Inside, Trump walked onstage to a deafening greeting and said, “Oh, we’re gonna build the wall.”

Six days later, he won the state in historical numbers over Cruz and Kasich, capturing all 67 counties, a feat no one had ever achieved. He won the delegates as well, securing the nomination — perhaps not officially, but certainly emotionally.

The numbers showed he won the support of the majority of men and women, voters with incomes over $100,000 and under $50,000, and Republicans in cities, suburbs and rural areas.

He also won among voters under 45 and those 45 and older, as well as moderates and conservatives.

In short, his victory was the result of a growing coalition that no one understood. *
To tell the story of how Donald Trump’s campaign won this election is to tell the story of how he won Pennsylvania in the general election.

As with the primary contests, his state operation was lean on staff, and its mailing effort was the least resourced of all the battleground states.

What he did have was David Urban, a longtime Pennsylvania operative who knew the state and its people inside and out.

Urban also know his best campaign strategy was to have Trump there once a week between the convention and Election Day, and he did just that, with Scranton serving as the bookend appearances.

Urban placed him not only in Scranton, where a Republican presidential candidate hadn’t won in a generation, but he also shuttled Trump to Philadelphia, Pittsburgh, Erie, Hershey and Gettysburg. The crowds were historic. The enthusiasm was not only palpable at the events, but it created a trickle-down impact — yard signs.

Experts will tell you yard signs do not matter, but they were so symbolic of Trump’s unorthodox campaign style: If he was not in your face on television, he sure was in your face with his yard signs in your neighborhood, large ones, small ones, homemade signs with colorful anecdotes, and even an entire house painted red, white and blue with a 15-foot-tall steel cutout figure of Trump guarding it.

So many visitors came from around the country to see the roadside spectacle (they averaged 1,400 a day), an around-the-clock security guard had to be on duty.

Every poll told you Trump was losing; every conversation you had with someone told you otherwise.

When I interviewed Trump in September, right before he was to speak at the shale conference to hundreds of oil and gas small-business men and women in Pittsburgh, he was centered and gracious.

“Two things people don’t know about me,” he said as the interview was wrapping up. “I am humbled by the people who do support me, because most of them are the ones who are almost to the point of giving up hope, and we can’t have that in America.
★ ★ ★ ★ ★ ★ ★
### [Task 1]
Reproduce the passage on Trump's Pennsylvania campaign between "Inside, Trump walked" and "moderates and conservatives.", inclusive.
### [Task 2]
In the passage on Trump's Pennsylvania campaign, how many counties did he capture when he won the state's primary?

Data excerpts
★ ★ ★ ★ ★ ★ ★
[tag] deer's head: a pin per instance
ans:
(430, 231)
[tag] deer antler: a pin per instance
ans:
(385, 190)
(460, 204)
★ ★ ★ ★ ★ ★ ★
### [Expected answer 1]
Inside, Trump walked onstage to a deafening greeting and said, “Oh, we’re gonna build the wall.”

Six days later, he won the state in historical numbers over Cruz and Kasich, capturing all 67 counties, a feat no one had ever achieved. He won the delegates as well, securing the nomination — perhaps not officially, but certainly emotionally.

The numbers showed he won the support of the majority of men and women, voters with incomes over $100,000 and under $50,000, and Republicans in cities, suburbs and rural areas.

He also won among voters under 45 and those 45 and older, as well as moderates and conservatives.

### [Expected answer 2]
He captured all 67 counties.